■ **Ausgangstext**
==================================================

Sowohl in Westdeutschland als auch in der Schweiz bestehen die jeweiligen Kinderbetreuungssysteme im Grossen und Ganzen fort. Ergänzende Angebote im Sinn von Ganztagesschulen mit Hortbetreuung sind weder flächendeckend noch obligatorisch. Vielmehr wird oft kostenpflichtige Betreuung nach Bedarf angeboten, sodass der Eindruck entsteht, die parlamentarische Politik kümmere sich um die Bedürfnisse der Bevölkerung, die sich nach den zwei Jahrzehnten der «kulturellen Dominanz» der «Ernährer-Hausfrau-Familie», wie Karen Hagemann auf den Punkt bringt, seit den 1970er Jahren allmählich zu verändern begannen.
Wenn es die Wirtschaft sagt?
Wie in der DDR, wo die stetige Abwanderung die Eingliederung der Mütter in die Arbeitsbevölkerung jenseits aller ideologischen Emanzipationsbestrebungen bereits unmittelbar nach dem Zweiten Weltkrieg zur Notwendigkeit gemacht hatte, sorgte in der BRD die Situation auf dem Arbeitsmarkt ab den 1970ern für Veränderungen. Das Ausbleiben der zugewanderten Arbeitskräfte aus Ostdeutschland nach dem Mauerbau einerseits und die – innen- wie aussenpolitisch – zunehmend schwierigere Rekrutierung von Gastarbeiter:innen verlangte nach der Arbeitskraft der Mütter. Erst als «die boomende Wirtschaft zunehmend für eine Teilzeitbeschäftigung von Ehefrauen und Müttern warb, begann sich», wie Hagemann bezeichnenderweise ausführt, «die gesellschaftliche Einstellung zur Müttererwerbstätigkeit langsam zu wandeln.»

Neben dem unmittelbaren Druck der Wirtschaft sorgten auch demografische Umstände für ein allmähliches Umdenken in der BRD. Der Mangel an Ganztagsangeboten für Kinder auf allen Altersstufen führte nicht nur zu einer im europäischen Vergleich tiefen Erwerbsquote von Frauen und der zunehmenden Klage über das verschenkte Potenzial gut ausgebildeter Frauen, sondern auch zu einem rasanten Geburtenrückgang vom Nachkriegshöchststand von über zwei Kindern pro Frau im Jahr 1970 auf das bestehende Niveau von rund 1,4. Hinzu kamen ab den 2000ern alarmierende Ergebnisse der PISA-Studien und Kritik bezüglich unzureichender Geschlechtergleichstellung von Seiten der Europäischen Union und der OECD.

==================================================

■ **Gegebenes Material**
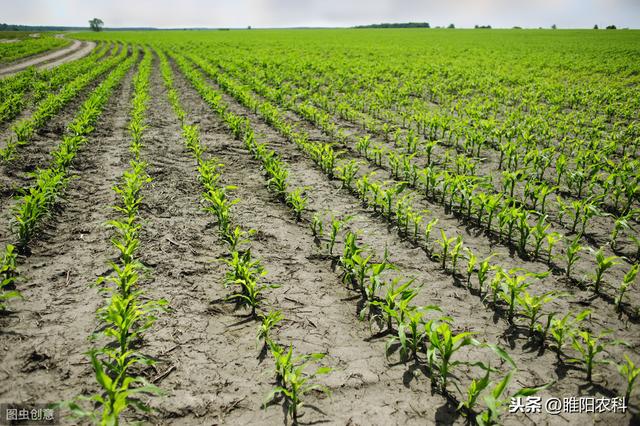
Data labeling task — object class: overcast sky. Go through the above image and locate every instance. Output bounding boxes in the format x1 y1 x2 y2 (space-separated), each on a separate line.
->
0 0 640 28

==================================================

■ **Aufgabe**
Auf welchen Wert ist die Zahl der Kinder pro Frau in der BRD laut Ausgangstext seit 1970 gefallen?

■ **Lösung**
Auf rund 1,4 Kinder pro Frau.